WHAT YOU SHOULD DO |
Set down, in full, every record in the block.

-- start --

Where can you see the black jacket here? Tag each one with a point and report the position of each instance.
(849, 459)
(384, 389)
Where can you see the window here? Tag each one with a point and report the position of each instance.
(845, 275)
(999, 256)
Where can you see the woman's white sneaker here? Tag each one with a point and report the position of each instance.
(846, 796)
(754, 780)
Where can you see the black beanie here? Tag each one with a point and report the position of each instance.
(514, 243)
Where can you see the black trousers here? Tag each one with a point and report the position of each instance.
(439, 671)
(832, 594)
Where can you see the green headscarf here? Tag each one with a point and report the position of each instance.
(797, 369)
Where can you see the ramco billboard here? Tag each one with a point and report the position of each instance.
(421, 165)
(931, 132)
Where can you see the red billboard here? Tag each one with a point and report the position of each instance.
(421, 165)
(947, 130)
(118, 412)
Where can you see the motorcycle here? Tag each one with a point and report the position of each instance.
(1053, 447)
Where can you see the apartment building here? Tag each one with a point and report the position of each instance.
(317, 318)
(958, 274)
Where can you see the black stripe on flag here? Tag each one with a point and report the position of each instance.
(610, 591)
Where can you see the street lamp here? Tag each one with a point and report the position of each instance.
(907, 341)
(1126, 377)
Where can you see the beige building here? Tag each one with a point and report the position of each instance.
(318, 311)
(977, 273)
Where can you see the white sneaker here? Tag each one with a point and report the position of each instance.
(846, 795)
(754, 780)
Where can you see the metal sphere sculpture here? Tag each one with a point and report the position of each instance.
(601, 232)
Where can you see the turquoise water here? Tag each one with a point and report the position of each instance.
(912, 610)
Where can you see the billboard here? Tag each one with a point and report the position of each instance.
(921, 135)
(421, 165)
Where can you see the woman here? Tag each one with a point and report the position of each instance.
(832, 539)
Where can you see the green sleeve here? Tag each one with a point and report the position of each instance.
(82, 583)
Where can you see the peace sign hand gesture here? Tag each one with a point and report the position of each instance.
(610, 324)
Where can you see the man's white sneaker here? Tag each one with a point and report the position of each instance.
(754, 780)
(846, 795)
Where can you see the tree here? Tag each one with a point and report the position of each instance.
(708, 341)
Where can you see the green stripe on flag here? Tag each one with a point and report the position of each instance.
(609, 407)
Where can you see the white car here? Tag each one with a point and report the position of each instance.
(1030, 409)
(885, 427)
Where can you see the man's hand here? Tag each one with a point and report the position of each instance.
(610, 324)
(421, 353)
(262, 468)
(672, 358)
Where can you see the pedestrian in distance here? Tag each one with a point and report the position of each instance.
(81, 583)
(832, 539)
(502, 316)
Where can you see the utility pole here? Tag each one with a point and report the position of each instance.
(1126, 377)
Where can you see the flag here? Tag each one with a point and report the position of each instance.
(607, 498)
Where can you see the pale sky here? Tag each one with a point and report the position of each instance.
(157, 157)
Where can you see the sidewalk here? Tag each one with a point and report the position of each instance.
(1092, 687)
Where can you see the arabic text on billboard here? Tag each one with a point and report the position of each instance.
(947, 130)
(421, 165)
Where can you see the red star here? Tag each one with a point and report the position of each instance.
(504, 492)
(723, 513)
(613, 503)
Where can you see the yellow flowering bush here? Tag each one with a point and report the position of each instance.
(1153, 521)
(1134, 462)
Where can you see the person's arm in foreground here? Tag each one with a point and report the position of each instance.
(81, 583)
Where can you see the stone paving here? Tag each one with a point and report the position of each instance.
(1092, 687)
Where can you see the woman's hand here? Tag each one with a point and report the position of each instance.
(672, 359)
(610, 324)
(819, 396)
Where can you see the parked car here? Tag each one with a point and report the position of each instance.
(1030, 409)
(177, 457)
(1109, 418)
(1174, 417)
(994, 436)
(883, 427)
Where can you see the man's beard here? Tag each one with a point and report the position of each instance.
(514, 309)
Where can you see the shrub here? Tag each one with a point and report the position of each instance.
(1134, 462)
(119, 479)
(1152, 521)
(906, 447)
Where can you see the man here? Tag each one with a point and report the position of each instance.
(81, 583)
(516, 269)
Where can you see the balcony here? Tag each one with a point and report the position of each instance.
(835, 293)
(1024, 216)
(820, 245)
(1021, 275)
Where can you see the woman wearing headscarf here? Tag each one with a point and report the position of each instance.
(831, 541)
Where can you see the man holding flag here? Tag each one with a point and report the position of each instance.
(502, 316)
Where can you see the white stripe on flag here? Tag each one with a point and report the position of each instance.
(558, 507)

-- end --

ANSWER |
Where can you see the black jacket here? Tag each one with a point and report the position of each instance.
(849, 459)
(384, 389)
Where can you see the window here? Tag each one with a point and report the position of each instance.
(845, 275)
(999, 256)
Where can you see the woman's white sneaker here? Tag each one with a point and report the position of each instance.
(846, 796)
(754, 780)
Where can you see the black beanie here? Tag each one with a point and report the position of each instance.
(514, 243)
Where can you see the black trousers here? Tag each one with a point and report the position of each instance.
(439, 671)
(832, 594)
Where can you see the green headscarf here? Tag each one with a point and report the position of each instance.
(797, 369)
Where can you see the ramco billboard here? Tag each one with a point and report the position of each instance.
(421, 165)
(931, 132)
Where can you see the red billboard here? Tag each one with a point and report the position of each instance.
(421, 165)
(947, 130)
(118, 412)
Where can you see the motorcycle here? Tag each one with a point and report the position of each instance.
(1053, 447)
Where can you see the apartment building here? Tag each one with a point and report the position of each instance.
(317, 318)
(958, 274)
Where can you see the black stripe on flag here? Tag each one with a point and report the position of each instance.
(610, 591)
Where can you see the street lamp here? Tag each one with a point and report the position of each instance.
(907, 341)
(1126, 377)
Where can you see the beige building here? Tag each one with a point and report the position of each instance.
(318, 311)
(977, 273)
Where can you see the white sneaker here? Tag each one with a point and report the position of each instance.
(846, 795)
(754, 780)
Where can you see the metal sphere sculpture here? Tag each one with a point and report the position of each instance.
(601, 232)
Where can you see the turquoise water here? Tag each one with a point and report the position of each instance.
(912, 610)
Where can you see the billboard here? Tag each one with a point and report the position of each instance.
(921, 135)
(421, 165)
Where can you see the woman here? Tag each one with a point and report the position of each instance.
(832, 539)
Where can you see the green sleeve here? Tag each one with a point and report the position of each instance.
(82, 583)
Where can you see the peace sign hand gesture here? Tag each one with a point and report the position of each instance.
(610, 324)
Where can you see the man's white sneaker here? Tag each one with a point and report the position of each instance.
(754, 780)
(846, 795)
Where can you see the tree here? Tag each one with a point and report the position of each instance.
(708, 341)
Where can you see the green stripe on flag here? Tag each one with a point and report the position of each instance.
(609, 407)
Where can you see the white car here? Tag each one with a point and report the position of each instance.
(1030, 409)
(885, 427)
Where can you see the man's hand here? Tag each one with a point and report the position of each instance.
(610, 324)
(421, 353)
(262, 468)
(672, 358)
Where can you see the pedestrian in distance here? Tag each one with a point and report the position of each instance.
(81, 583)
(832, 539)
(502, 316)
Where can you see the utility pole here? Tag each one with a point and report the position of each instance.
(1126, 377)
Where can you see the flag here? Tag each one with a point and report the position of each instance.
(607, 498)
Where can you see the pale sky here? Tag each one with a point and report the position of each instance.
(157, 157)
Where can you see the sidewalk here? Tag each one with a point and report the position of each instance.
(1092, 687)
Where can you see the arabic text on billboard here? Tag each one with a point and report the position of each instance.
(947, 130)
(421, 165)
Where can you see the red star here? Tag each one with a point and report the position of each instance.
(504, 492)
(723, 513)
(613, 503)
Where can you see the yellow flowering bush here? Tag each one with a point and report the position of each instance.
(1153, 521)
(1134, 462)
Where can you see the person's arm in foreground here? Tag each one with a point and report the position of each instance.
(81, 583)
Where can you see the stone paving here? Tag each one with a point and report the position of each instance.
(1092, 687)
Where can you see the woman's hand here? Tag each one with a point and report the position of each instance.
(672, 359)
(610, 324)
(819, 396)
Where can you see the parked car here? Tag each one with a point and report the position of each instance.
(1030, 409)
(177, 457)
(1109, 418)
(1174, 417)
(994, 436)
(883, 427)
Where can you see the man's beard here? Tag each one with a point and report the position of each instance.
(514, 309)
Where can you see the shrub here? Tag each one with a point and report the position of each instance.
(1134, 462)
(119, 479)
(1152, 521)
(906, 447)
Where can you see the man here? Tag each one with a point and report the position of each instance.
(81, 583)
(516, 269)
Where can you see the balcony here? Tag each one with a point and report the position of each instance.
(835, 293)
(1024, 216)
(820, 245)
(1021, 275)
Where can you see the woman wearing headscarf here? Tag each one with a point and report the position of each instance.
(831, 541)
Where can you see the man holding flag here? Tag each one with a point and report the position of each instance.
(502, 316)
Where can you see the white stripe on flag here? Tag each one with a point and report the position of each instance.
(558, 507)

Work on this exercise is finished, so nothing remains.